## Objectif
Reprenez, s'il vous plaît, le texte sur le temps de travail des Français à la suite de sa dernière phrase et poursuivez sa rédaction.

━━━ Texte extrait ━━━

Mais comment compter le temps de travail ? La question est complexe.
Le calcul le plus classique se fait à partir des grandes masses d’heures travaillées par an, ramenées au nombre de travailleurs concernés, ce qui permet notamment de comptabiliser les congés et les maladies.
Et selon celle-ci, les Français travaillent effectivement, en moyenne, plus : 39,6 heures pour les personnes à plein-temps, et 39 heures – tout rond – pour les seuls salariés. Ce qui place la France dans le bas du tableau européen, devant les Pays-Bas, l’Italie ou le Danemark, mais bien loin du Royaume-Uni, recordman de la durée de travail hebdomadaire avec 42,4 heures.
Mais ce chiffre est en réalité très approximatif. Il est en effet très complexe de recueillir des données précises autrement que par des enquêtes type sondages. Faut-il par exemple décompter le temps des salariés absents, ce qui fait évidemment chuter la moyenne ?
C’est d’ailleurs pour cela que l’Organisation de coopération et de développement économiques (OCDE) ne donne pas le même chiffre que la statistique française et européenne. Pour cet organisme, les Français (salariés et non salariés à plein-temps) travaillent en moyenne 37,3 heures, ce qui les place… au-dessus des Allemands, contrairement au classement d’Eurostat.

━━━ Informations fournies ━━━

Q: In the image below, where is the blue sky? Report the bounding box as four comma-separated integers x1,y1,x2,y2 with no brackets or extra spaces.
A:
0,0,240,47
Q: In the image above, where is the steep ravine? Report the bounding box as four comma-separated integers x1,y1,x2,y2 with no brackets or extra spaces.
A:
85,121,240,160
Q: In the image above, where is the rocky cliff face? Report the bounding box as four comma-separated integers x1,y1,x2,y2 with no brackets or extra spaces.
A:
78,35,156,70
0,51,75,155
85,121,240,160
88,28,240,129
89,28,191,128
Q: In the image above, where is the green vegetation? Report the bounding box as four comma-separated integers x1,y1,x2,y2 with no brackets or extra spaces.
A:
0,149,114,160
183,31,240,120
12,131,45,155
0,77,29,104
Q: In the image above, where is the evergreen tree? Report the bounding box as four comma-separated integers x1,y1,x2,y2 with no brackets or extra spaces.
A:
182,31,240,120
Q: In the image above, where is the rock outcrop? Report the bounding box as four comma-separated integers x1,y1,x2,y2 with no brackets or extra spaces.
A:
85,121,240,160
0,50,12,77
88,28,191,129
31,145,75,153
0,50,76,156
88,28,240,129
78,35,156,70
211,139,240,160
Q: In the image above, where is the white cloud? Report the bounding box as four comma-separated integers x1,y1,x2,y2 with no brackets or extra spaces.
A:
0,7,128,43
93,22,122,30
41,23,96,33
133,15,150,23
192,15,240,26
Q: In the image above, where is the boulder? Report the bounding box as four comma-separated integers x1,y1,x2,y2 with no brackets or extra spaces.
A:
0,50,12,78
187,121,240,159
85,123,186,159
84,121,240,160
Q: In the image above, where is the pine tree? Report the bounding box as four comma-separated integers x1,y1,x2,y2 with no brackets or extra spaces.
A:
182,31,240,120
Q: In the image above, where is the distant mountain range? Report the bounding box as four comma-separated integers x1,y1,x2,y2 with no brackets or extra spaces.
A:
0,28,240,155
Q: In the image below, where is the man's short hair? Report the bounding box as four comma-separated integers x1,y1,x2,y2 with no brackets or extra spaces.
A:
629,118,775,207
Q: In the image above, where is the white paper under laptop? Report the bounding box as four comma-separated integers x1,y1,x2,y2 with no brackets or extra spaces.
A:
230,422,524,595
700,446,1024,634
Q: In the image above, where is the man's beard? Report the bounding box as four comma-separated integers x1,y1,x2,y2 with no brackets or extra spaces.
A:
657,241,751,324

━━━

## Résultat obtenu
L’affaire est d’autant plus complexe que ce chiffre a une forte dimension symbolique. Son calcul a donné lieu à plusieurs controverses entre instituts.
Et les choses se compliquent encore si on rentre dans les détails : on parle ici des salariés à plein-temps. Mais les temps partiels ou les travailleurs indépendants doivent également être comptabilisés. Autant de points qui rendent toute comparaison internationale délicate, un paradoxe alors que ce chiffre est l’un de ceux qui reviennent le plus souvent dans le débat.
La réduction du temps de travail a donc imposé une baisse du nombre d’heures travaillées par an, qui, d’ailleurs, est dans la continuité des baisses observées dans le monde occidental depuis les années 1950.
Depuis 2000, le nombre d’heures travaillées par an s’est stabilisé, à un niveau moindre qu’auparavant. Mais le nombre d’heures effectuées par semaine, lui, est resté globalement stable, comme le montre une seconde enquête.
2. Plus de vacances, mais des journées aussi longues que dans les années 1990
La durée légale du travail n’est pas la durée réelle : elle comptabilise un agrégat, plus ou moins précis, pas ce qu’effectue chaque salarié. Or, rares sont ceux qui se contentent de 35 heures sans jamais effectuer d’heure supplémentaire.
A cet égard, la mesure qu’effectue la direction de l’animation de la recherche, des études et des statistiques du ministère de l’emploi (Dares) sur la « durée individuelle » et « habituelle » du travail est intéressante : via des entretiens individuels, elle demande à chaque personne d’indiquer combien de temps elle a travaillé sur une semaine « normale », sans événement particulier (maladie, par exemple).
Elle inclut donc toutes les heures habituellement effectuées, dont les heures supplémentaires régulières. Elle se différencie de la durée collective notamment par les jours de congés ou jours de RTT prévus pour tel ou tel salarié.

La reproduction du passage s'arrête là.